History of Training Center Petaluma
Two Rock Ranch began its military career in 1942. In the early months of World War Two, the War Department was searching for a west coast radio monitoring site that was free from electronic and atmospheric interference. The Two Rock area was selected, and in August, the Army purchased nine tracts of ranchland totaling 876 acres at a cost of $97,377. Conversion of the existing buildings commenced immediately and the first personnel, two officers and forty five enlisted men from Ft. Monmouth, NJ arrived in October.
Operations at the station were top-secret and the entire facility was camouflaged so as to appear from the air as just another working ranch. The existing ranch buildings were renovated for operations and administration purposes while billeting consisted of tents. The base water tank was covered with a haystack, false furrows were cut into the fields surrounding the operating buildings and fake farm animals were even placed in a pasture. At the height of operations, the base staff consisted of 600 personnel including 100 Women’s Army Auxiliary Corps.
After the war’s end the base was transferred to the newly formed Army Security Agency and a program of permanent construction began.
Although its primary duty was as a Signal Intercept Station, training was a function of the base from the beginning. During and after World War Two, radio operator training was conducted for troops headed to the Pacific area. Additionally, during the Vietnam War, a small corner of the base was transformed into a Vietnamese village to train troops headed for Vietnam.
In the late 1960's however, the progress of time and technology caught up with the base. Advances in satellites and other technologies made the listening post obsolete and preparations were made to close the base.

------------------------------------

**What to produce:**
In the history of Training Center Petaluma, how many acres of ranchland did the Army buy in August 1942? The next lines come from a separate source.

**Exercise data:**

------------------------------------

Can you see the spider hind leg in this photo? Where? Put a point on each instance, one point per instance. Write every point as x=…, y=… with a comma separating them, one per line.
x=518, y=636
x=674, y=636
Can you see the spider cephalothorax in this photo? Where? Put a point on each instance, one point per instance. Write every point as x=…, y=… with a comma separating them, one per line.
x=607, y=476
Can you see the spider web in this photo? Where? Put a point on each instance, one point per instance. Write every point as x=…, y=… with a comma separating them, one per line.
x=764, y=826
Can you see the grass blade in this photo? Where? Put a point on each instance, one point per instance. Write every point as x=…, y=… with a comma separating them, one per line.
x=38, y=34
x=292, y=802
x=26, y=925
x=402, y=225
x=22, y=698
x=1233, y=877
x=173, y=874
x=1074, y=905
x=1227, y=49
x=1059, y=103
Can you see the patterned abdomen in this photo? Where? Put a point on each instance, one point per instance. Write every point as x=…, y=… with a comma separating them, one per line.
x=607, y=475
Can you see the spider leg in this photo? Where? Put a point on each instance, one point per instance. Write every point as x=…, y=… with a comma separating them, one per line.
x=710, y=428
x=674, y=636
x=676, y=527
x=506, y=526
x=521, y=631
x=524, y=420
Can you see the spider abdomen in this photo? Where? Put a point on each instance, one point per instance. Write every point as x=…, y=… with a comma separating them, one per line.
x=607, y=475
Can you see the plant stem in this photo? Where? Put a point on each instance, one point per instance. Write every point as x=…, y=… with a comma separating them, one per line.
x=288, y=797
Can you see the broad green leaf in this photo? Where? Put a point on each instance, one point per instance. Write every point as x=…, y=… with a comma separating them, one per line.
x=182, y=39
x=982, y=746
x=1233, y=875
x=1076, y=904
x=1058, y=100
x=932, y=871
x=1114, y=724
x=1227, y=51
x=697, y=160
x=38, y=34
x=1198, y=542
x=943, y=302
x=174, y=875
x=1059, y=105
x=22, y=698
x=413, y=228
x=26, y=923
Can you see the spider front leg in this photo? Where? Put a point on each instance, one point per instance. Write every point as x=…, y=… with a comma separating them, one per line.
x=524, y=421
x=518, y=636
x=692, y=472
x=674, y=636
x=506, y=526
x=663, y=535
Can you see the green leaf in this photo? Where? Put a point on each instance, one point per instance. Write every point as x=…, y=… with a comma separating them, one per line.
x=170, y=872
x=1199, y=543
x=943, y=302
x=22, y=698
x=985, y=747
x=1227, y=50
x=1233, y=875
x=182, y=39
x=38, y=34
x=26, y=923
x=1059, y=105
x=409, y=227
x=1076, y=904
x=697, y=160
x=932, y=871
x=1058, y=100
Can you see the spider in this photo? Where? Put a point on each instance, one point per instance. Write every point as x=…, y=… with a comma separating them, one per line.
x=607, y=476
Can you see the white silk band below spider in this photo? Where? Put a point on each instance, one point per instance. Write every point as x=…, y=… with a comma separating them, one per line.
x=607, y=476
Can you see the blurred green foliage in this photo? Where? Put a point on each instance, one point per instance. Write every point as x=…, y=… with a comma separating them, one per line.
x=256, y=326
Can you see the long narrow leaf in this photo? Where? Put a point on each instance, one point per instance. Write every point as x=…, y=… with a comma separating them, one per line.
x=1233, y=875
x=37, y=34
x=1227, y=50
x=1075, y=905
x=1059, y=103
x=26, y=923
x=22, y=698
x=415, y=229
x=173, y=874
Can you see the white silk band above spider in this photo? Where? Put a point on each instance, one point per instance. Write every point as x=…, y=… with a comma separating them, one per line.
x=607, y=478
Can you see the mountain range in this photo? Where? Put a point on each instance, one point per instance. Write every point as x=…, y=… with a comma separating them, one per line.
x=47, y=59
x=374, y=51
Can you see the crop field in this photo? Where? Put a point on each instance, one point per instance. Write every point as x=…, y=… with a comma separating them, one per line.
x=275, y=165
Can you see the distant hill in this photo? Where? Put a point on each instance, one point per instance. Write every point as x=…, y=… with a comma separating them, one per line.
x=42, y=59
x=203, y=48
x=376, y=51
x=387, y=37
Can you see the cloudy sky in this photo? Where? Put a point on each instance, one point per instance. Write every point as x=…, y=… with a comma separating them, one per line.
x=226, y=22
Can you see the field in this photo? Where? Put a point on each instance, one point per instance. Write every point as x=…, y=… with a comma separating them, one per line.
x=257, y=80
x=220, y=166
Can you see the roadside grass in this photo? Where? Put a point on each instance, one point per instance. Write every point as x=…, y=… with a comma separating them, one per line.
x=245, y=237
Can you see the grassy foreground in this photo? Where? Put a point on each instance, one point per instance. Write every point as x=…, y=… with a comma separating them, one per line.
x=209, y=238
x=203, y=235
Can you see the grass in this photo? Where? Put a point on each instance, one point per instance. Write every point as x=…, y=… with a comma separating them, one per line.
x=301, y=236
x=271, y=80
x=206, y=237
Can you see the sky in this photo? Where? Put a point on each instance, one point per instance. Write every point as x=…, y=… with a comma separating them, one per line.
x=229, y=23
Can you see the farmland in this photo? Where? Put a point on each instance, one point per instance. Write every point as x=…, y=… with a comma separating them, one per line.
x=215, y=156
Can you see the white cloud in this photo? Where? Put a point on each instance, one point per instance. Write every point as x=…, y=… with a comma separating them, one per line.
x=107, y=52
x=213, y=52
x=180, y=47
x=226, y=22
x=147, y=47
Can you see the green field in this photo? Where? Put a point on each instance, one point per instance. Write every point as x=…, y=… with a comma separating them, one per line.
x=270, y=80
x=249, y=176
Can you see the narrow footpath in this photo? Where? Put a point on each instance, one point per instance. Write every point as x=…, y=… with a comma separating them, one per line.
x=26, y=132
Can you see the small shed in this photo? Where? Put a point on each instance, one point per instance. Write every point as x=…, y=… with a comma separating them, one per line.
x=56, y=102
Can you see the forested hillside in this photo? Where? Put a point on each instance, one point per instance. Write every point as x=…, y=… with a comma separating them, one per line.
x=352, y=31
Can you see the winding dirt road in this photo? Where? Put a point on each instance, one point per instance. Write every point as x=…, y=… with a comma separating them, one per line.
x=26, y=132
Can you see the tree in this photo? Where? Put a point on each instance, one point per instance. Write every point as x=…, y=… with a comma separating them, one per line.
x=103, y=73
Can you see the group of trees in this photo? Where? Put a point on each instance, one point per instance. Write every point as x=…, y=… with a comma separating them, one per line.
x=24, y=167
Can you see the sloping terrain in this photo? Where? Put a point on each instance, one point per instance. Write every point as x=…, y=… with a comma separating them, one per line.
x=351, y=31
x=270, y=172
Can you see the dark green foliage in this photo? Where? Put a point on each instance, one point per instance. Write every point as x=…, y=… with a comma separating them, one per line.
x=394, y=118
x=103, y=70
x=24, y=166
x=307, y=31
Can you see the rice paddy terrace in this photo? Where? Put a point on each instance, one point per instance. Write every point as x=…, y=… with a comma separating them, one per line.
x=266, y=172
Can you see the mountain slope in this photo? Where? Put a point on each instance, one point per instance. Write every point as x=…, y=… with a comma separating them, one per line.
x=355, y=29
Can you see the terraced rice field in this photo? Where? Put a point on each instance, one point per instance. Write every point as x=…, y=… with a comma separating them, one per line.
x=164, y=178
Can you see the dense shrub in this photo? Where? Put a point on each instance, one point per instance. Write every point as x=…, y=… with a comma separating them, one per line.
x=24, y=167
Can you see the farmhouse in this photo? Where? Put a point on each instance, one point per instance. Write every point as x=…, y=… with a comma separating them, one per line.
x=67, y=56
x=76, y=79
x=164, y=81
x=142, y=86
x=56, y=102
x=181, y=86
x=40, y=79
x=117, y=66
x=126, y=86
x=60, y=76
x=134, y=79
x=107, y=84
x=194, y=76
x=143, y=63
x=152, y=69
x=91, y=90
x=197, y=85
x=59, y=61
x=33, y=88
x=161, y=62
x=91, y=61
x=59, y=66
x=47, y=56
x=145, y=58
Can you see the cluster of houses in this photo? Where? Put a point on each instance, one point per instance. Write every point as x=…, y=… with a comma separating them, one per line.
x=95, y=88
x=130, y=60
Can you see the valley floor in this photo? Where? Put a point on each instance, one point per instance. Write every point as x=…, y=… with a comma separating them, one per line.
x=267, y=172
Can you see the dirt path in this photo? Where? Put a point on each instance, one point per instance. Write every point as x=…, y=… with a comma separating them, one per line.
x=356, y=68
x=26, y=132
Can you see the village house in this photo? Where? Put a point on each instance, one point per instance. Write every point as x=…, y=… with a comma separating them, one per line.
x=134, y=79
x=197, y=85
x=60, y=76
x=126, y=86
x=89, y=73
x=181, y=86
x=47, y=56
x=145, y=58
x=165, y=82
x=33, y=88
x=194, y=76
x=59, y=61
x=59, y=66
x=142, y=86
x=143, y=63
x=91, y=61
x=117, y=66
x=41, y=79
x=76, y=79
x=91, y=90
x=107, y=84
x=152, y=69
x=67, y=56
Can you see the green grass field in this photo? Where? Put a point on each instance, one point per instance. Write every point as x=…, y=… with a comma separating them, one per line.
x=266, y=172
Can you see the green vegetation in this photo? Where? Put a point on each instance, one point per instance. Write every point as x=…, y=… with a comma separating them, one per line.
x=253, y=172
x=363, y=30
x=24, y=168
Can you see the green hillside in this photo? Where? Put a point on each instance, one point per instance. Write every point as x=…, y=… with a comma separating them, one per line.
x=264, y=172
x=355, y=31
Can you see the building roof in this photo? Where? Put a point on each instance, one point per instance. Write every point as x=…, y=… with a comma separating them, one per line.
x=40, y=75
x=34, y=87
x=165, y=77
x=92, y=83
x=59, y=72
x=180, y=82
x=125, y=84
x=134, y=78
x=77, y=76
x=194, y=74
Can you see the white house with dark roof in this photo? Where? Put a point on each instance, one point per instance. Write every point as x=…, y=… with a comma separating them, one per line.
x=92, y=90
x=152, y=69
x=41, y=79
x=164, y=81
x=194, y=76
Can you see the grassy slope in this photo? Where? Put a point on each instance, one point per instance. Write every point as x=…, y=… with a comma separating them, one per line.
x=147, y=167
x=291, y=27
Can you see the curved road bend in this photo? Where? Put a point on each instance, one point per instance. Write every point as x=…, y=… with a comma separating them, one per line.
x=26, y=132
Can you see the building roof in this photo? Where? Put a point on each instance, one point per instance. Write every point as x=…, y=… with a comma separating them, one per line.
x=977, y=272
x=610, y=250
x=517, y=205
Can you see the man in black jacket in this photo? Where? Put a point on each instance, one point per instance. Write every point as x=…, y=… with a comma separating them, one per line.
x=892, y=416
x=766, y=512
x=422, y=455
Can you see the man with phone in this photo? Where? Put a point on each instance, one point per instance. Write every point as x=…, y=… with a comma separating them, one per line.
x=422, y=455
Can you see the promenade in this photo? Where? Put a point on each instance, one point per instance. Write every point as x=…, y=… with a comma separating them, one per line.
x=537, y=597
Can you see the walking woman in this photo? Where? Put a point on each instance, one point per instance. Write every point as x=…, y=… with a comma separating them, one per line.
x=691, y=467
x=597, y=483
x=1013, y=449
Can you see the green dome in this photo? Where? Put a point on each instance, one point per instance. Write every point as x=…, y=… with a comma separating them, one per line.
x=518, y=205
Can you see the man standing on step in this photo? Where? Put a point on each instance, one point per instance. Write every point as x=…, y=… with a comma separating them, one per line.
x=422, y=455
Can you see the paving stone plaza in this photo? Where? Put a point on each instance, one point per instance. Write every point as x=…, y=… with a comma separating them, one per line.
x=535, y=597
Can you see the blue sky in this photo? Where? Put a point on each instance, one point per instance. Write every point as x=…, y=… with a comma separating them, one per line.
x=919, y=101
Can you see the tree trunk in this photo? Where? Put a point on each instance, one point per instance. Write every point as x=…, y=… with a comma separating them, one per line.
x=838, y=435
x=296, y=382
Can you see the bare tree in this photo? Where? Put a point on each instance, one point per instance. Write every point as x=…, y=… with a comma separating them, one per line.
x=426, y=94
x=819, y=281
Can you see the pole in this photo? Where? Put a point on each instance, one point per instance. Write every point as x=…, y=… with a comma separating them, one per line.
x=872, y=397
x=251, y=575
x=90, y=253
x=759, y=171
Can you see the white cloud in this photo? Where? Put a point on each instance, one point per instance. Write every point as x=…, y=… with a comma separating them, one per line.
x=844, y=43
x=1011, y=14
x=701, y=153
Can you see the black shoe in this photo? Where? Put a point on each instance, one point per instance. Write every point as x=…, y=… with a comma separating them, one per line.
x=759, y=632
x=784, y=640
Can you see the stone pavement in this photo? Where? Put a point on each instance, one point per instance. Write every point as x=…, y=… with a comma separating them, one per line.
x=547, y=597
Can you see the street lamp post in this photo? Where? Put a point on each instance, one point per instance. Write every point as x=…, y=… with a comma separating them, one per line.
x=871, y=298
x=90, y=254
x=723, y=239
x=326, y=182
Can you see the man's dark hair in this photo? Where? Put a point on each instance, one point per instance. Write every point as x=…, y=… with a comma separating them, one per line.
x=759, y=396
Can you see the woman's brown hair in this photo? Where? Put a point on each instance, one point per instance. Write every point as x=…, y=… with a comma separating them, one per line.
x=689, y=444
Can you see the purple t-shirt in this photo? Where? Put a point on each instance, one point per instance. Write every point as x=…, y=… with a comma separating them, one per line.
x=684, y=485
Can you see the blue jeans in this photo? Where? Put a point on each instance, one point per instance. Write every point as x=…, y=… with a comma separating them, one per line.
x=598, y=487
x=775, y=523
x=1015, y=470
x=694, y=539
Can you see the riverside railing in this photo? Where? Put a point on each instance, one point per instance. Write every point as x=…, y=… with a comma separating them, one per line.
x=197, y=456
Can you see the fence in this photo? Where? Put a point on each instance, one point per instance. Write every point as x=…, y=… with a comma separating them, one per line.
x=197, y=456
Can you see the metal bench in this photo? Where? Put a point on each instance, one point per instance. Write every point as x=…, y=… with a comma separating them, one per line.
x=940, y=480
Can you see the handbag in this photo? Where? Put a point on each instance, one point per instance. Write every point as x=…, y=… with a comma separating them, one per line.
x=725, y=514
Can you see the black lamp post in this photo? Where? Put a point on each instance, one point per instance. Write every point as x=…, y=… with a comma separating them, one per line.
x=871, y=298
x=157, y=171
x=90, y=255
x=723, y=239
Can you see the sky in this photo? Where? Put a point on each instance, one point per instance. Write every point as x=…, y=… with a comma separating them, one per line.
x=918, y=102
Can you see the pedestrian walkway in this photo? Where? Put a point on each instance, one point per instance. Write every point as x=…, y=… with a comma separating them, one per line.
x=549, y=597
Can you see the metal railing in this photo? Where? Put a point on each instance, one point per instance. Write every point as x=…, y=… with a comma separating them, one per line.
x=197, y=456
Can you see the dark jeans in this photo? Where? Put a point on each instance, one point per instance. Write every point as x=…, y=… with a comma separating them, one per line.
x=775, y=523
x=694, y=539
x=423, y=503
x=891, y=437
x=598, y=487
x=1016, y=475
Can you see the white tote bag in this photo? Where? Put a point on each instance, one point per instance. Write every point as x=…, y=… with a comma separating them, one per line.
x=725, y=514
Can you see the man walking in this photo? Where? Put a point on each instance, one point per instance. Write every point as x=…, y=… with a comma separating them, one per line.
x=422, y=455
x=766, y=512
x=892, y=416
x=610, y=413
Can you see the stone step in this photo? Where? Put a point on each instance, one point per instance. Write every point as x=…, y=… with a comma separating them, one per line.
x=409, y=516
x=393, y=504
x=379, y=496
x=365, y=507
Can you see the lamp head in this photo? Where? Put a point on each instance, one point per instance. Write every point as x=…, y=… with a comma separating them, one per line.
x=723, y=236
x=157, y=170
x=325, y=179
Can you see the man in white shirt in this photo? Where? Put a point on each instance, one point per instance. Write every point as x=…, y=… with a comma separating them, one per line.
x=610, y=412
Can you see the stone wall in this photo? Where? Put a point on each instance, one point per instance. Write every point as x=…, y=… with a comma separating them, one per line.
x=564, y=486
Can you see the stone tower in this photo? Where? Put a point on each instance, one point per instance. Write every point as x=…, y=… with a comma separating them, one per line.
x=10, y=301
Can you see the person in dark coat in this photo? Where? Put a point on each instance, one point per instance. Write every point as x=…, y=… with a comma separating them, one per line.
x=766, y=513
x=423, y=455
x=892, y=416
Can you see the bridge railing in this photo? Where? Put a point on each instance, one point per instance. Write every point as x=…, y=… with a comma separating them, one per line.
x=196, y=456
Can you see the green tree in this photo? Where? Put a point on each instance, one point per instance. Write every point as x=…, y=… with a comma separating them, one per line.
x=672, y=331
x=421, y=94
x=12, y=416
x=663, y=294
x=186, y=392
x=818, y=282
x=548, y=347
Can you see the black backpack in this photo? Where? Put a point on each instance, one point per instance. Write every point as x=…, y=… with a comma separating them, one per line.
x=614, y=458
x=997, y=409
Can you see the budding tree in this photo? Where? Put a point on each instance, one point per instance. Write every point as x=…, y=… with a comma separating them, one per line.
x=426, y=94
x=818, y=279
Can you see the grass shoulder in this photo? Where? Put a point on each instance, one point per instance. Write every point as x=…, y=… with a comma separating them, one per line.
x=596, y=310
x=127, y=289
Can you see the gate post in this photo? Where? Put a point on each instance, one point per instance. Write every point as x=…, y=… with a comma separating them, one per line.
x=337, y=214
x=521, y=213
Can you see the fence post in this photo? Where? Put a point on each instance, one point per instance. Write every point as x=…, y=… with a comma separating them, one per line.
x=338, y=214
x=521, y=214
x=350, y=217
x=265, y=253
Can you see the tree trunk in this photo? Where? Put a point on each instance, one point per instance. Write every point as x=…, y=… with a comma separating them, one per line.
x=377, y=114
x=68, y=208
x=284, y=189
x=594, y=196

------------------------------------

**Answer section:**
876 acres